*WHAT IS NEEDED*: Word for word, restate every record.

(Referring expression data)
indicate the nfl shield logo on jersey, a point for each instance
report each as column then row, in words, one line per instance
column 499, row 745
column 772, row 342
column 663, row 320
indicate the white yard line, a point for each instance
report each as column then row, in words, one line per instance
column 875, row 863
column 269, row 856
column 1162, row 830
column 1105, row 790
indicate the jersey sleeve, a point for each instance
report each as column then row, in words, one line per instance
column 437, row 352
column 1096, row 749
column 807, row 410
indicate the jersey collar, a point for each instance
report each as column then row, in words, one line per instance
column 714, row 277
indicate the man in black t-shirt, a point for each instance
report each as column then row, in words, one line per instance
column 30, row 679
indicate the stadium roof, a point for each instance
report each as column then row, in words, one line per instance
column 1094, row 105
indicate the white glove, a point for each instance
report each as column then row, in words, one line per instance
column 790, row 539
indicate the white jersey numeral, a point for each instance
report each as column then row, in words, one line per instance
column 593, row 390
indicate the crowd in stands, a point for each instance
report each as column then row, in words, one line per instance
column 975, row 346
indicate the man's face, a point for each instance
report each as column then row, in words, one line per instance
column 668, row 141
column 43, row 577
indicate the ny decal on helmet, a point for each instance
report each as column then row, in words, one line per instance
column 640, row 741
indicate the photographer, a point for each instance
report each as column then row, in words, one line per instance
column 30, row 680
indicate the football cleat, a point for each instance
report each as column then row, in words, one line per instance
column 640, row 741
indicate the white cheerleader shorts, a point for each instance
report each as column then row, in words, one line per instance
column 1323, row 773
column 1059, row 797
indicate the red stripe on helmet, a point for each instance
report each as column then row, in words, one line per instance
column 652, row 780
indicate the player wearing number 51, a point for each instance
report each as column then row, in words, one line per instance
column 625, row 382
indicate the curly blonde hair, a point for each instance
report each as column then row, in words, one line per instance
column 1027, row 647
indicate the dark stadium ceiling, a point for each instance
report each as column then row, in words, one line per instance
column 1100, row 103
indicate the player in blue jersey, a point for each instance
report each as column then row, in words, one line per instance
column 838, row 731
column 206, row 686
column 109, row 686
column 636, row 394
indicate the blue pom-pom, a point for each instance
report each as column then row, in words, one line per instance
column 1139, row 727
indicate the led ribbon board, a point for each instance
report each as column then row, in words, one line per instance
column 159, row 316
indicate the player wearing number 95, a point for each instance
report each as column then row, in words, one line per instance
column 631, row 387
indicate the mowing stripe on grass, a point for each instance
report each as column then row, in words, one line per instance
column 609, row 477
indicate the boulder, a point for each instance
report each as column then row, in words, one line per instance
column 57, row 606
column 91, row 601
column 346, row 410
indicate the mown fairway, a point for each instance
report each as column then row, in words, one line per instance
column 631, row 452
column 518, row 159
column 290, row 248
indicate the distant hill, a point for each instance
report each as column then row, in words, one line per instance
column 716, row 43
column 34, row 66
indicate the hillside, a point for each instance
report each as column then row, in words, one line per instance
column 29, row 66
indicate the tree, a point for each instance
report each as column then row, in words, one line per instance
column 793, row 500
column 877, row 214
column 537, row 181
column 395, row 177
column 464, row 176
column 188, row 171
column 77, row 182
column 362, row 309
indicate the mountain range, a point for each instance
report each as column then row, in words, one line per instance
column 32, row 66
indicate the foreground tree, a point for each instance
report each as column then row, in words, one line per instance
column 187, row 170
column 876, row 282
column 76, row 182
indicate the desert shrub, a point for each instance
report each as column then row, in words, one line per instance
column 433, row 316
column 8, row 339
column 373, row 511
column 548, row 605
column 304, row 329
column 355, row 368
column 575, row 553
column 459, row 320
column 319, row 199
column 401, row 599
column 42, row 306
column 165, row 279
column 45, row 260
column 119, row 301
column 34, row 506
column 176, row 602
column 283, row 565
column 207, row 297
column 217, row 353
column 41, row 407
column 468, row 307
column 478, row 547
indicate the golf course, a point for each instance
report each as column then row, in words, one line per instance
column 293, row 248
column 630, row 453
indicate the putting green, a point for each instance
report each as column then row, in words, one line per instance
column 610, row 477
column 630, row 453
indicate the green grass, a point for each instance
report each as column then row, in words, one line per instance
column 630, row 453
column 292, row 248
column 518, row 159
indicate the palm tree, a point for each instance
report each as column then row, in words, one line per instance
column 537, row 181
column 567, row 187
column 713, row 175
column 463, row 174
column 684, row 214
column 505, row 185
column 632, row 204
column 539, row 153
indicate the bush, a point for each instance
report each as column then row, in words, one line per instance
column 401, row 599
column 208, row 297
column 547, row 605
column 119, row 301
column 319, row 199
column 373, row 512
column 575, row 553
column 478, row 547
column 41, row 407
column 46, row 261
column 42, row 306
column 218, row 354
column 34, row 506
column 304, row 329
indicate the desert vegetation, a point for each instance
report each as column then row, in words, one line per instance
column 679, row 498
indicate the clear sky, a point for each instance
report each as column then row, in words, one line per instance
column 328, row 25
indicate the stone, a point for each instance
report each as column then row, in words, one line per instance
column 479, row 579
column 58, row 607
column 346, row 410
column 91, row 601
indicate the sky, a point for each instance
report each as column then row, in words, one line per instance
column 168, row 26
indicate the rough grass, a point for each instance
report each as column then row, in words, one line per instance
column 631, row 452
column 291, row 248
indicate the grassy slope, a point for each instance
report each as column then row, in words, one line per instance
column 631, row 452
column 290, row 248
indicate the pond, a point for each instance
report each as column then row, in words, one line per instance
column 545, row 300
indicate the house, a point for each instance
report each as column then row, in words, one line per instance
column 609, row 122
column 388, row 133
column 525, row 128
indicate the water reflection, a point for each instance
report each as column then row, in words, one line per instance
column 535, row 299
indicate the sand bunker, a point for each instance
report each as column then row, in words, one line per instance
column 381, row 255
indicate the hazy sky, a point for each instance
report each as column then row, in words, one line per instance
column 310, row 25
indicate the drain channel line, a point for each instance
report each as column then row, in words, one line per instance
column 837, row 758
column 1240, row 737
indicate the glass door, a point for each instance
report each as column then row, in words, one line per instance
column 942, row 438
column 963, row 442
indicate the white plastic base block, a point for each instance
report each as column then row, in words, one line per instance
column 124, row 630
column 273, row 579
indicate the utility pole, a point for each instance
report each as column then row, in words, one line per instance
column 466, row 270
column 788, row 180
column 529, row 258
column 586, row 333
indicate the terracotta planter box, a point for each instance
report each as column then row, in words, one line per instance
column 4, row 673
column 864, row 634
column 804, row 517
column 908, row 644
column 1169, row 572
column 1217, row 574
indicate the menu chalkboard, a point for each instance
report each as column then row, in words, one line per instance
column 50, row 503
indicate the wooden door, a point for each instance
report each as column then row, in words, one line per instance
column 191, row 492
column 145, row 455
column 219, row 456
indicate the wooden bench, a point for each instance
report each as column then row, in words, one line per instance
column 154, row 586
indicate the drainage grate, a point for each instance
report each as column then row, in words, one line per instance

*RESULT OF THIS EXERCISE*:
indicate the nfl shield logo on jersey, a point for each instance
report each as column then row, in words, one line per instance
column 499, row 745
column 772, row 342
column 663, row 320
indicate the white yard line, a point for each instance
report each as column then row, in words, one line per instance
column 875, row 863
column 269, row 856
column 1162, row 830
column 1105, row 790
indicate the jersey sleeve, a point for each instance
report each as column then row, in words, one line per instance
column 437, row 352
column 1096, row 749
column 807, row 410
indicate the jersey collar, a point for each instance
report each as column then row, in words, one line per instance
column 714, row 277
indicate the man in black t-shirt, a point for each instance
report each as column then row, in words, one line per instance
column 30, row 679
indicate the stadium roof, a point for each instance
report each as column then row, in words, one line per instance
column 1094, row 105
indicate the white glove, a point for each instance
report each as column then row, in words, one line per instance
column 790, row 539
indicate the white jersey numeral, a point for each instance
report each as column then row, in words, one line per instance
column 593, row 390
indicate the crowd in stands, a point for each instance
report each as column then row, in words, one line per instance
column 975, row 346
indicate the man's face, a point for each instance
report each as column then row, in words, one line per instance
column 668, row 141
column 43, row 577
indicate the ny decal on helmet, a point for each instance
report each as column then row, in words, one line per instance
column 640, row 741
indicate the photographer, a point for each instance
report each as column then row, in words, one line per instance
column 30, row 680
indicate the football cleat, a point for each instance
report each as column then row, in words, one line per instance
column 640, row 741
indicate the white cheerleader shorts, a point for each instance
report each as column then row, in words, one line per instance
column 1323, row 773
column 1059, row 797
indicate the red stripe on helmet, a point for each instance
report each as column then row, in words, one line per instance
column 652, row 780
indicate the player wearing number 51, a point for each instance
report each as column then row, in words, one line per instance
column 625, row 382
indicate the curly blonde hair, a point for each instance
report each as column then row, in words, one line per instance
column 1027, row 647
indicate the dark stadium ceiling, a point for each instance
report each as column then row, in words, one line per instance
column 1100, row 103
indicate the player in blue jersey, a point for each instance
report each as column then row, in words, one line per instance
column 838, row 731
column 206, row 686
column 109, row 686
column 636, row 394
indicate the blue pom-pom, a point for each instance
report each as column then row, in words, one line per instance
column 1139, row 727
indicate the led ribbon board, a point for each instance
report each as column then row, in words, one line per instance
column 159, row 316
indicate the player wearing number 95, a point for each instance
report each as column then row, in words, one line per instance
column 631, row 387
indicate the mowing stripe on grass, a point for each instance
report each as column then row, in words, one line per instance
column 609, row 477
indicate the boulder, a point for each instance
report each as column then row, in words, one line per instance
column 57, row 606
column 91, row 601
column 346, row 410
indicate the mown fairway, a point for each instance
report each as column then row, in words, one line per instance
column 631, row 452
column 518, row 159
column 290, row 248
indicate the distant hill, a point for each instance
report each as column then row, in words, one line per instance
column 716, row 43
column 34, row 66
indicate the hillside, a point for each instance
report each as column then row, in words, one line per instance
column 29, row 66
indicate the tree, a point for each instance
report each as column then row, in words, one line per instance
column 793, row 500
column 877, row 214
column 537, row 181
column 395, row 177
column 464, row 176
column 188, row 171
column 77, row 182
column 362, row 309
indicate the mountain range, a point for each instance
report each as column then row, in words, one line per instance
column 32, row 66
indicate the foreground tree, a point for each instance
report each as column then row, in words, one line per instance
column 187, row 170
column 876, row 282
column 76, row 182
indicate the desert shrub, a point for each instance
report each as column then row, in words, one line per instance
column 433, row 316
column 8, row 339
column 373, row 511
column 548, row 605
column 304, row 329
column 355, row 368
column 575, row 553
column 459, row 320
column 319, row 199
column 401, row 599
column 42, row 306
column 165, row 279
column 45, row 260
column 119, row 301
column 34, row 506
column 176, row 602
column 283, row 565
column 207, row 297
column 217, row 353
column 41, row 407
column 468, row 307
column 478, row 547
indicate the golf course, a point for each instance
report each as column then row, in words, one line per instance
column 293, row 248
column 630, row 453
indicate the putting green, a point for each instance
report each as column then row, in words, one line per instance
column 610, row 477
column 630, row 453
indicate the green grass, a point for each instance
report each as column then row, in words, one line per instance
column 630, row 453
column 292, row 248
column 518, row 159
indicate the palm tree, a point for each instance
report each as column then row, in words, one line per instance
column 537, row 181
column 567, row 187
column 713, row 175
column 463, row 174
column 684, row 214
column 505, row 185
column 632, row 204
column 539, row 153
indicate the bush, a point for each instance
report each as column then row, in words, one line per instance
column 401, row 599
column 208, row 297
column 547, row 605
column 119, row 301
column 319, row 199
column 373, row 512
column 575, row 553
column 478, row 547
column 41, row 407
column 46, row 261
column 42, row 306
column 218, row 354
column 34, row 506
column 304, row 329
indicate the desert vegetation, a point for each instance
report each as column then row, in words, one line per instance
column 679, row 498
indicate the clear sky, a point for each instance
report each as column then row, in words, one line per instance
column 328, row 25
indicate the stone, a point for each instance
report each as column then row, in words, one line per instance
column 479, row 579
column 58, row 607
column 346, row 410
column 91, row 601
indicate the sky, a point for each instance
report each as column then row, in words, one line per instance
column 168, row 26
indicate the rough grass, a point for each instance
report each as column then row, in words, one line per instance
column 631, row 452
column 291, row 248
indicate the grassy slope, a point for each instance
report each as column then row, in words, one line per instance
column 631, row 452
column 290, row 248
indicate the pond, a point for each instance
report each as column then row, in words, one line per instance
column 545, row 300
indicate the house, a point for each instance
report each as column then row, in words, one line per instance
column 609, row 122
column 388, row 133
column 525, row 128
indicate the water reflection, a point for each instance
report each as column then row, in words, one line per instance
column 535, row 299
indicate the sand bunker, a point for each instance
report each as column then row, in words, one line per instance
column 381, row 255
indicate the hazy sky, a point for each instance
report each as column then row, in words, one line per instance
column 310, row 25
indicate the drain channel line, a point for each instance
report each as column then row, in words, one line per instance
column 837, row 758
column 1240, row 737
indicate the glass door, a point for each instance
report each as column then row, in words, one line per instance
column 942, row 438
column 963, row 442
indicate the white plastic base block, a point for each instance
report each as column then row, in words, one line per instance
column 124, row 630
column 273, row 579
indicate the utility pole, a point for each instance
report each as column then row, in words, one line per instance
column 466, row 270
column 788, row 180
column 529, row 258
column 586, row 333
indicate the terracotta planter box, a point for each instance
report each as column then row, in words, one line per instance
column 4, row 673
column 864, row 634
column 804, row 517
column 908, row 644
column 1169, row 572
column 1217, row 574
indicate the menu chalkboard, a point for each instance
report each as column then row, in words, one line per instance
column 50, row 503
indicate the wooden door, a point for each instance
report each as column then row, in words, one line per instance
column 191, row 492
column 145, row 455
column 219, row 456
indicate the wooden bench, a point for each instance
report each as column then row, in words, one line per instance
column 154, row 586
indicate the drainage grate, a point for each instance
report each as column then row, in words, one line per instance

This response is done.